[start Passage to read]
Sudoku algorithms in Rust
Sudoku is a game where your goal is to fill all the 9x9 grid where each row, column and subgrid of 3x3 must contain numbers from 1 to 9 only once. Algorithm that solves these problems are really fun and they can go much more complex than you think.
Why Sudoku?
I have played Sudoku when I was young and that was one of the few options for games I had in my phone. As I grew up and the smart phone came, Sudoku wan't the the type of game I spent my time on. Last year a friend of mine who is learning programming came to me and showed a new challenge gave to him: build an algorithm that can solve Sudoku. I spent some time about the problem, and it didn't sound to me very complex, but it would be cool to write it in rust. A good opportunity to learn concepts that I didn't really get it (mainly ownership and borrowing).
Algorithms
For all the algorithms I also have implemented a performance summary which contains the number of actions that defines how many times grids in the sudoku board was set with any number or unset; and the elapsed which contains how much time it consumed to resolve the puzzle.
All the algorithms will have a gif that shows each of the algorithms' behavior and the summary. Because the resolution is too quick, I have implement a sleep mode which after setting any value to the grid, the thread sleep for 10ms. This impacted the performance. For this reason I also added a benchmark.
My first solution
The first obvious solution was backtraking, where for each grid that need to be filled the algorithm try every option until it find a valid one, and then it goes to the next grid and do it again. If it can find a valid number, then it cleans the grid and return back to the previous grid and try the next number. This process will repeat until the final solution is found.
[end Passage to read]
[start Data provided]
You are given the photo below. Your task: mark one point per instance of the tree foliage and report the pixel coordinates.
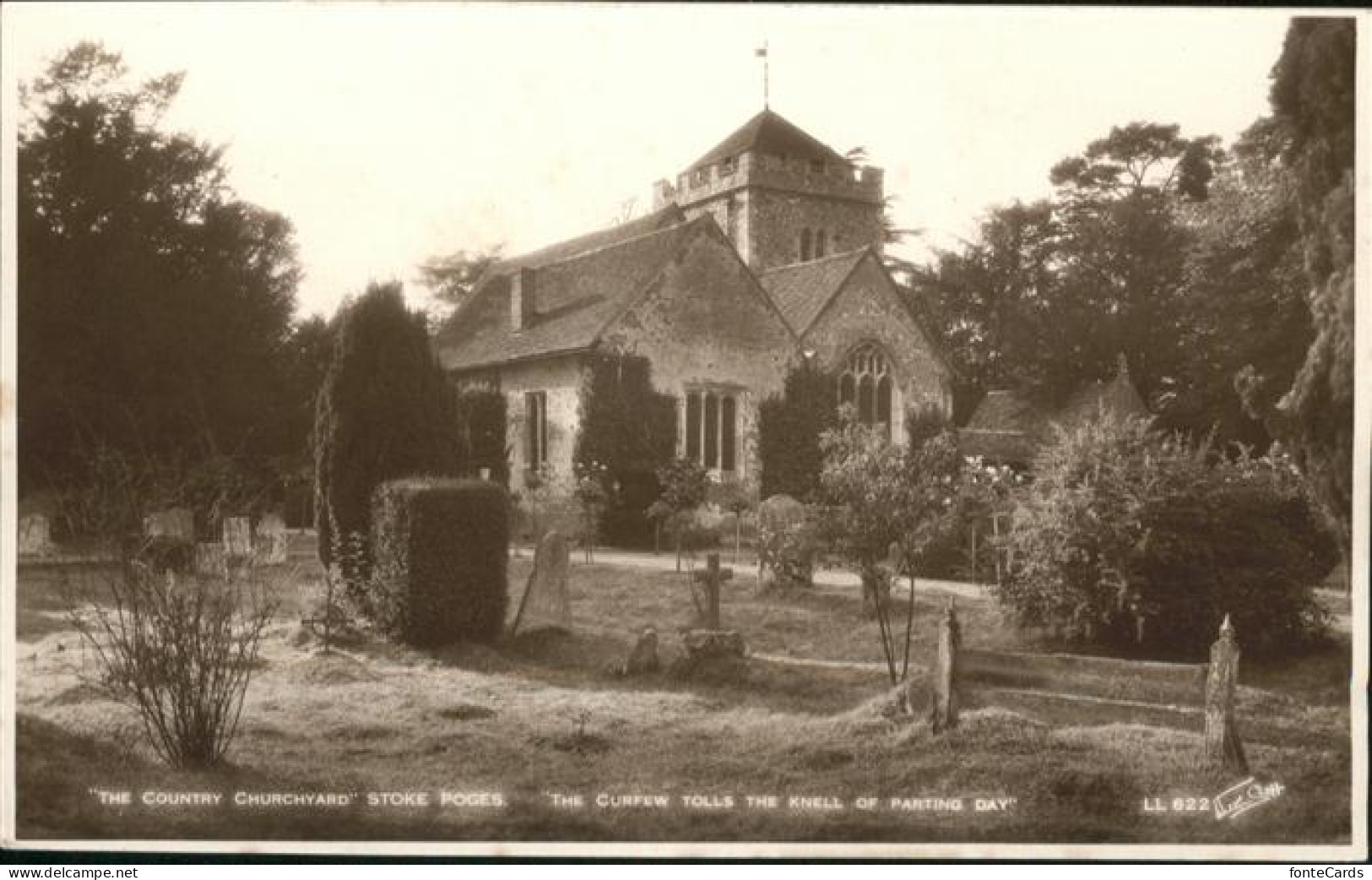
(384, 412)
(154, 307)
(1142, 542)
(1313, 98)
(789, 427)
[end Data provided]
▶ Required task A: Please retype the part of the Sudoku post that opens with the words containing "Why Sudoku?" and closes with "resolve the puzzle.".
▶ Required task B: According to the Sudoku post, which units of the grid must each contain the numbers from 1 to 9 only once? List all of them.

▶ Written response A:
Why Sudoku?
I have played Sudoku when I was young and that was one of the few options for games I had in my phone. As I grew up and the smart phone came, Sudoku wan't the the type of game I spent my time on. Last year a friend of mine who is learning programming came to me and showed a new challenge gave to him: build an algorithm that can solve Sudoku. I spent some time about the problem, and it didn't sound to me very complex, but it would be cool to write it in rust. A good opportunity to learn concepts that I didn't really get it (mainly ownership and borrowing).
Algorithms
For all the algorithms I also have implemented a performance summary which contains the number of actions that defines how many times grids in the sudoku board was set with any number or unset; and the elapsed which contains how much time it consumed to resolve the puzzle.

▶ Written response B:
- Row
- Column
- Subgrid of 3x3